#### Request
Arrange the lines below as a Markdown table with two columns, Row and Line, numbering each row and skipping any blank lines.

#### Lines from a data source
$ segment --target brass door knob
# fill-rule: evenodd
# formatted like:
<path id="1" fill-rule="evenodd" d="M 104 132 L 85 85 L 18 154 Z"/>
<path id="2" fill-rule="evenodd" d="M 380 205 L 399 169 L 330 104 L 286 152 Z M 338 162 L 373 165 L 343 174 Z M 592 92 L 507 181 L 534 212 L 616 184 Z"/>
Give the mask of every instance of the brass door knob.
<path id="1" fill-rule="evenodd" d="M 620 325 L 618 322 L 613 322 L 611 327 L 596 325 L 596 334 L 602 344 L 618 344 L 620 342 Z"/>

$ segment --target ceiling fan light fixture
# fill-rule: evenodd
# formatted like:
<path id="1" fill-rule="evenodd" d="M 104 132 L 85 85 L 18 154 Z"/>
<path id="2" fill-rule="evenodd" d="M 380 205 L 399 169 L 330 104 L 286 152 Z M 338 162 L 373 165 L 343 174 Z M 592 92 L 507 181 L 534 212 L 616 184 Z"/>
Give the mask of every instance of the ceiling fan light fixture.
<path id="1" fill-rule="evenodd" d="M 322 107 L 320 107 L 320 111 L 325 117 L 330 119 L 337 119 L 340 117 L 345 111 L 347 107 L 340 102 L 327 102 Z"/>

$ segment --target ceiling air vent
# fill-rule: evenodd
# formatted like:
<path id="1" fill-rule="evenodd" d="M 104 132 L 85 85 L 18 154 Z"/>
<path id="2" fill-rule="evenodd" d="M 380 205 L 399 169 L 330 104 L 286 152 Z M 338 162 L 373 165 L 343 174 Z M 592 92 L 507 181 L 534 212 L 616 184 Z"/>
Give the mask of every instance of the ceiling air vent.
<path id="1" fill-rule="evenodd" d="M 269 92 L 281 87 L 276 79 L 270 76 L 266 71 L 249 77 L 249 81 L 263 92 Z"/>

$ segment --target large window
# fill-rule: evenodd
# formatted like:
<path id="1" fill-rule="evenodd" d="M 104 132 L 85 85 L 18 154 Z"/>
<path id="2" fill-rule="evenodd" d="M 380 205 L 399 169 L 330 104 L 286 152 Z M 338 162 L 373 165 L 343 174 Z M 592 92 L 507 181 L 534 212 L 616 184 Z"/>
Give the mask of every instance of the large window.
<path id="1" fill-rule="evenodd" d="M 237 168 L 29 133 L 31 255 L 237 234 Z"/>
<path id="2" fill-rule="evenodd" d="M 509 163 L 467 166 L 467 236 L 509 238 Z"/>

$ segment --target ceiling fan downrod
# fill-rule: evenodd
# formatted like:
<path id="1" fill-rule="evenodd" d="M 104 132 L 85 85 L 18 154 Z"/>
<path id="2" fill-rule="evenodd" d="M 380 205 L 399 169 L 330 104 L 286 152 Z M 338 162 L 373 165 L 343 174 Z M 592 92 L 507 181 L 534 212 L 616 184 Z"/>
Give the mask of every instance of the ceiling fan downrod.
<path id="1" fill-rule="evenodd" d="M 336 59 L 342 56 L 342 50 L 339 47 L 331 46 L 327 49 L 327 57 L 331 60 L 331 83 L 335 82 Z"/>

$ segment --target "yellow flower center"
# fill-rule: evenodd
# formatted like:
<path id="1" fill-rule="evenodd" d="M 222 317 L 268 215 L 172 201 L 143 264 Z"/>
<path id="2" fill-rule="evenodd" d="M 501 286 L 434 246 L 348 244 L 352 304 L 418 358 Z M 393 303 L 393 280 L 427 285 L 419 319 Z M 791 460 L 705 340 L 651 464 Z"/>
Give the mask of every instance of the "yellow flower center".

#### Task result
| Row | Line |
|---|---|
| 1 | $ segment --target brass door knob |
| 2 | # fill-rule: evenodd |
| 3 | # formatted like: |
| 4 | <path id="1" fill-rule="evenodd" d="M 104 132 L 85 85 L 18 154 Z"/> |
| 5 | <path id="2" fill-rule="evenodd" d="M 380 205 L 399 169 L 330 104 L 286 152 Z M 338 162 L 373 165 L 343 174 Z M 592 92 L 507 181 L 534 212 L 616 184 Z"/> |
| 6 | Give the mask of every instance of the brass door knob. |
| 7 | <path id="1" fill-rule="evenodd" d="M 620 325 L 618 322 L 613 322 L 611 327 L 596 325 L 596 334 L 602 344 L 618 344 L 620 342 Z"/> |
| 8 | $ segment --target ceiling fan light fixture |
| 9 | # fill-rule: evenodd |
| 10 | # formatted like: |
| 11 | <path id="1" fill-rule="evenodd" d="M 104 132 L 85 85 L 18 154 Z"/> |
| 12 | <path id="2" fill-rule="evenodd" d="M 380 205 L 399 169 L 330 104 L 286 152 Z M 338 162 L 373 165 L 343 174 Z M 592 92 L 507 181 L 534 212 L 616 184 Z"/> |
| 13 | Give the mask of every instance of the ceiling fan light fixture. |
| 14 | <path id="1" fill-rule="evenodd" d="M 322 107 L 320 107 L 320 111 L 325 117 L 330 119 L 337 119 L 340 117 L 345 111 L 347 107 L 340 102 L 327 102 Z"/> |
| 15 | $ segment --target ceiling air vent |
| 16 | # fill-rule: evenodd |
| 17 | # formatted like: |
| 18 | <path id="1" fill-rule="evenodd" d="M 104 132 L 85 85 L 18 154 Z"/> |
| 19 | <path id="2" fill-rule="evenodd" d="M 380 205 L 399 169 L 330 104 L 286 152 Z M 338 162 L 373 165 L 343 174 Z M 592 92 L 507 181 L 534 212 L 616 184 Z"/> |
| 20 | Give the mask of every instance of the ceiling air vent. |
| 21 | <path id="1" fill-rule="evenodd" d="M 269 92 L 281 87 L 276 79 L 270 76 L 266 71 L 249 77 L 249 81 L 263 92 Z"/> |
| 22 | $ segment --target large window |
| 23 | # fill-rule: evenodd |
| 24 | # formatted like: |
| 25 | <path id="1" fill-rule="evenodd" d="M 104 132 L 85 85 L 18 154 Z"/> |
| 26 | <path id="2" fill-rule="evenodd" d="M 380 205 L 399 169 L 330 104 L 286 152 Z M 338 162 L 373 165 L 343 174 Z M 592 92 L 507 181 L 534 212 L 616 184 Z"/> |
| 27 | Give the mask of every instance of the large window. |
| 28 | <path id="1" fill-rule="evenodd" d="M 237 168 L 29 133 L 31 255 L 237 234 Z"/> |
| 29 | <path id="2" fill-rule="evenodd" d="M 509 163 L 467 166 L 467 236 L 509 238 Z"/> |
| 30 | $ segment --target ceiling fan downrod |
| 31 | # fill-rule: evenodd |
| 32 | # formatted like: |
| 33 | <path id="1" fill-rule="evenodd" d="M 104 132 L 85 85 L 18 154 Z"/> |
| 34 | <path id="2" fill-rule="evenodd" d="M 380 205 L 399 169 L 330 104 L 286 152 Z M 338 162 L 373 165 L 343 174 Z M 592 92 L 507 181 L 534 212 L 616 184 Z"/> |
| 35 | Give the mask of every instance of the ceiling fan downrod. |
| 36 | <path id="1" fill-rule="evenodd" d="M 336 59 L 342 56 L 342 50 L 339 47 L 331 46 L 327 49 L 327 57 L 331 60 L 331 83 L 335 82 Z"/> |
| 37 | $ segment --target "yellow flower center" |
| 38 | # fill-rule: evenodd |
| 39 | # formatted like: |
| 40 | <path id="1" fill-rule="evenodd" d="M 222 317 L 268 215 L 172 201 L 143 264 Z"/> |
| 41 | <path id="2" fill-rule="evenodd" d="M 501 286 L 434 246 L 348 244 L 352 304 L 418 358 Z M 393 303 L 393 280 L 427 285 L 419 319 Z M 791 460 L 705 340 L 651 464 Z"/> |
| 42 | Give the mask of every instance of the "yellow flower center". |